_Exercise prompt_
What you return must match every record word for word.

_Task input_

# # # #

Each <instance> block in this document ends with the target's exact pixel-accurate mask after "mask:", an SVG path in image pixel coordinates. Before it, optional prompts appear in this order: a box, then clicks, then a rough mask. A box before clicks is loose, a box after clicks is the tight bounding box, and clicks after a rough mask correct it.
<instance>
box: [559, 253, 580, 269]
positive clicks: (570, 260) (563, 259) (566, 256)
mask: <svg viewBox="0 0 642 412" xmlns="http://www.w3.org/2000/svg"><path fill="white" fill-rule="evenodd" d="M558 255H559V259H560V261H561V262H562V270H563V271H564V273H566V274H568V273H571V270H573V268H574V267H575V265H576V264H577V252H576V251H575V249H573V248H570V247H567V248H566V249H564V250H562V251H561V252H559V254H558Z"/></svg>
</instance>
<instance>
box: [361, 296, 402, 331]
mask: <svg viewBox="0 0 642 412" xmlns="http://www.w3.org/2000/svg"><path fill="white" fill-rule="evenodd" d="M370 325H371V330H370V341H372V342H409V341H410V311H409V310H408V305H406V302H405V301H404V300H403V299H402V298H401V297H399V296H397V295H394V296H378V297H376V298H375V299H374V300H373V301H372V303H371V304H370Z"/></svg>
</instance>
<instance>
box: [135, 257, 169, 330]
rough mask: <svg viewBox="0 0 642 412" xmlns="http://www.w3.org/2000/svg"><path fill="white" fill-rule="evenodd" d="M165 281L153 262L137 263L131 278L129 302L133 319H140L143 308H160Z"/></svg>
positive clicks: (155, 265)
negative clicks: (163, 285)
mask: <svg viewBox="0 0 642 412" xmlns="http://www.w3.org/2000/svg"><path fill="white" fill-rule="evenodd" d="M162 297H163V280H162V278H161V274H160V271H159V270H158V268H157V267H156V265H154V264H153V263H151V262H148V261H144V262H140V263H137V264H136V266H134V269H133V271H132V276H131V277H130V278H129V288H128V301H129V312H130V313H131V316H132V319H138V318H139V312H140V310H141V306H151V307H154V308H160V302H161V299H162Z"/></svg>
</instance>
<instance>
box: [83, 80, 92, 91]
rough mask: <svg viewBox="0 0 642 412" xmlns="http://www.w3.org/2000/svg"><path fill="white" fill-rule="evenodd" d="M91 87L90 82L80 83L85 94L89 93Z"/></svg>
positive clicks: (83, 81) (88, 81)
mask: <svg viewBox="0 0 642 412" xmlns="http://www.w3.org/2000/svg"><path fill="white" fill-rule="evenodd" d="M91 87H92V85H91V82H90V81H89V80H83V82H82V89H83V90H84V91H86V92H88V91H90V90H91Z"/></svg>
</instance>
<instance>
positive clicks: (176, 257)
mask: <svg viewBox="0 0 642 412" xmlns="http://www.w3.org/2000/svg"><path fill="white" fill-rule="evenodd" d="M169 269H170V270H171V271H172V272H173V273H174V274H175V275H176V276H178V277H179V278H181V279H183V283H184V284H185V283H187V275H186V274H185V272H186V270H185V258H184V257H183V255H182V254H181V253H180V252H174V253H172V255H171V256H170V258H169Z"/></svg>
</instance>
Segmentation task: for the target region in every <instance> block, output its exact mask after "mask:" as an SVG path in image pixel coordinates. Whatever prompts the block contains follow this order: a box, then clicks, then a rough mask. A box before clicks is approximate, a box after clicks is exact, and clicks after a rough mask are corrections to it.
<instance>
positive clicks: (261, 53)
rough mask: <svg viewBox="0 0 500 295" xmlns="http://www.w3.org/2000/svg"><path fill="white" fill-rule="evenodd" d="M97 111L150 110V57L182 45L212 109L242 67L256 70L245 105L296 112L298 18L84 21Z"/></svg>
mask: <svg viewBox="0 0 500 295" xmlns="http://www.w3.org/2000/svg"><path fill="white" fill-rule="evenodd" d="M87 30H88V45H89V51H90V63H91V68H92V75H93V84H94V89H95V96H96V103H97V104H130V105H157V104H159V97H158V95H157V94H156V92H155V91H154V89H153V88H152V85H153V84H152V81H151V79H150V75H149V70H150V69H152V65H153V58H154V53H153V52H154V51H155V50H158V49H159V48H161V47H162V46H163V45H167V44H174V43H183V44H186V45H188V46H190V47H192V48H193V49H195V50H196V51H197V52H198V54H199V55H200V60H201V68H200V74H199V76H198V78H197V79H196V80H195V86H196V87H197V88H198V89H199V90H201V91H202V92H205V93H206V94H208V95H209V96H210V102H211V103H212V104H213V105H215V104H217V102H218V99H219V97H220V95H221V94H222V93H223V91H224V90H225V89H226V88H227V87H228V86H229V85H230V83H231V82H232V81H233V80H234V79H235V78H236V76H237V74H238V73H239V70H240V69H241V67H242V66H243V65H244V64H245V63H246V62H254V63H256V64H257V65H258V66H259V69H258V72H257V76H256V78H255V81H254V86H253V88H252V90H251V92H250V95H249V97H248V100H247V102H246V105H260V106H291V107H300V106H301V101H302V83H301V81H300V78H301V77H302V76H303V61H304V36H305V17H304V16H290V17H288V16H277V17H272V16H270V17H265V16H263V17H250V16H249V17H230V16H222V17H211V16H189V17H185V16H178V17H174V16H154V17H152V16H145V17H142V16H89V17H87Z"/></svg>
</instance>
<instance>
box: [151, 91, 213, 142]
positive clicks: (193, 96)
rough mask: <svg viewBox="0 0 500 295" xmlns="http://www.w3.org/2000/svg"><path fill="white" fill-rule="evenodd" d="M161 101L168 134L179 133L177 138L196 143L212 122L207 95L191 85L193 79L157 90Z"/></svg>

# # # #

_Written response_
Each <instance> block in this document ends with the target's exact pixel-accurate mask after "mask:", an SVG path in image pixel coordinates. Before it, optional prompts appear in this order: a box, then clicks, then a rough mask. A box before clicks is loose, a box after clicks is the tight bounding box, and clicks after a rough mask correct it.
<instance>
box: [559, 253, 580, 269]
positive clicks: (570, 260) (563, 259) (566, 256)
mask: <svg viewBox="0 0 642 412" xmlns="http://www.w3.org/2000/svg"><path fill="white" fill-rule="evenodd" d="M558 255H559V259H560V261H561V262H562V270H563V271H564V273H566V274H568V273H571V270H573V268H574V267H575V265H576V264H577V252H576V251H575V249H573V248H570V247H567V248H566V249H564V250H562V251H561V252H559V254H558Z"/></svg>
</instance>
<instance>
box: [361, 296, 402, 331]
mask: <svg viewBox="0 0 642 412" xmlns="http://www.w3.org/2000/svg"><path fill="white" fill-rule="evenodd" d="M370 325H371V330H370V341H372V342H409V341H410V311H409V310H408V305H406V302H405V301H404V300H403V299H402V298H401V297H399V296H397V295H394V296H378V297H376V298H375V299H374V300H373V301H372V303H371V304H370Z"/></svg>
</instance>
<instance>
box: [135, 257, 169, 330]
rough mask: <svg viewBox="0 0 642 412" xmlns="http://www.w3.org/2000/svg"><path fill="white" fill-rule="evenodd" d="M165 281L153 262L137 263L131 278L129 302L133 319H140L143 308H160Z"/></svg>
positive clicks: (155, 265)
negative clicks: (163, 285)
mask: <svg viewBox="0 0 642 412" xmlns="http://www.w3.org/2000/svg"><path fill="white" fill-rule="evenodd" d="M162 297H163V280H162V278H161V274H160V271H159V270H158V268H157V267H156V265H154V264H153V263H151V262H148V261H144V262H140V263H137V264H136V266H134V269H133V271H132V276H131V277H130V278H129V288H128V301H129V312H130V313H131V316H132V319H138V318H139V312H140V310H141V306H151V307H154V308H160V302H161V299H162Z"/></svg>
</instance>
<instance>
box: [83, 80, 92, 91]
rough mask: <svg viewBox="0 0 642 412" xmlns="http://www.w3.org/2000/svg"><path fill="white" fill-rule="evenodd" d="M91 87L90 82L80 83L85 94L89 93Z"/></svg>
positive clicks: (83, 81) (88, 81)
mask: <svg viewBox="0 0 642 412" xmlns="http://www.w3.org/2000/svg"><path fill="white" fill-rule="evenodd" d="M91 87H92V85H91V82H90V81H89V80H83V82H82V89H83V90H84V91H86V92H88V91H90V90H91Z"/></svg>
</instance>
<instance>
positive clicks: (176, 257)
mask: <svg viewBox="0 0 642 412" xmlns="http://www.w3.org/2000/svg"><path fill="white" fill-rule="evenodd" d="M169 269H170V270H171V271H172V272H173V273H174V274H175V275H176V276H178V277H179V278H181V279H183V283H184V284H185V283H187V275H186V274H185V272H186V270H185V258H184V257H183V255H182V254H181V253H180V252H174V253H172V255H171V256H170V258H169Z"/></svg>
</instance>
Segmentation task: for the target region in every <instance> block, output its exact mask after "mask:" as an SVG path in image pixel coordinates. Whatever prompts the block contains follow this order: a box, then clicks, then a rough mask. A box before clicks is approximate, a box after clicks is exact, and clicks after a rough mask are corrections to it.
<instance>
positive clicks: (261, 53)
rough mask: <svg viewBox="0 0 500 295" xmlns="http://www.w3.org/2000/svg"><path fill="white" fill-rule="evenodd" d="M97 111L150 110V57L182 45L212 109L242 67L256 70L245 105L296 112L298 18L84 21Z"/></svg>
mask: <svg viewBox="0 0 500 295" xmlns="http://www.w3.org/2000/svg"><path fill="white" fill-rule="evenodd" d="M87 30H88V45H89V51H90V63H91V68H92V75H93V84H94V89H95V96H96V103H97V104H130V105H157V104H159V97H158V95H157V94H156V92H155V91H154V89H153V88H152V85H153V84H152V81H151V79H150V75H149V70H150V69H152V65H153V58H154V53H153V52H154V51H155V50H158V49H159V48H161V47H162V46H163V45H167V44H174V43H183V44H186V45H188V46H190V47H192V48H193V49H195V50H196V51H197V52H198V54H199V55H200V60H201V68H200V74H199V76H198V78H197V79H196V80H195V86H196V87H197V88H198V89H199V90H201V91H202V92H205V93H206V94H208V95H209V96H210V102H211V103H212V104H213V105H215V104H217V102H218V99H219V97H220V95H221V94H222V93H223V91H224V90H225V89H226V88H227V87H228V86H229V85H230V83H231V82H232V81H233V80H234V79H235V78H236V76H237V74H238V73H239V70H240V69H241V67H242V66H243V65H244V64H245V63H246V62H254V63H256V64H257V65H258V66H259V69H258V72H257V76H256V78H255V81H254V86H253V88H252V90H251V92H250V95H249V97H248V100H247V102H246V105H260V106H291V107H300V106H301V101H302V83H301V81H300V78H301V77H302V76H303V61H304V36H305V17H304V16H290V17H288V16H277V17H272V16H270V17H265V16H263V17H250V16H249V17H230V16H222V17H211V16H189V17H185V16H178V17H174V16H154V17H152V16H145V17H142V16H89V17H87Z"/></svg>
</instance>
<instance>
box: [151, 91, 213, 142]
positive clicks: (193, 96)
rough mask: <svg viewBox="0 0 500 295" xmlns="http://www.w3.org/2000/svg"><path fill="white" fill-rule="evenodd" d="M161 101L168 134L179 133L177 138L196 143L212 122L207 95L191 85L193 79L157 90Z"/></svg>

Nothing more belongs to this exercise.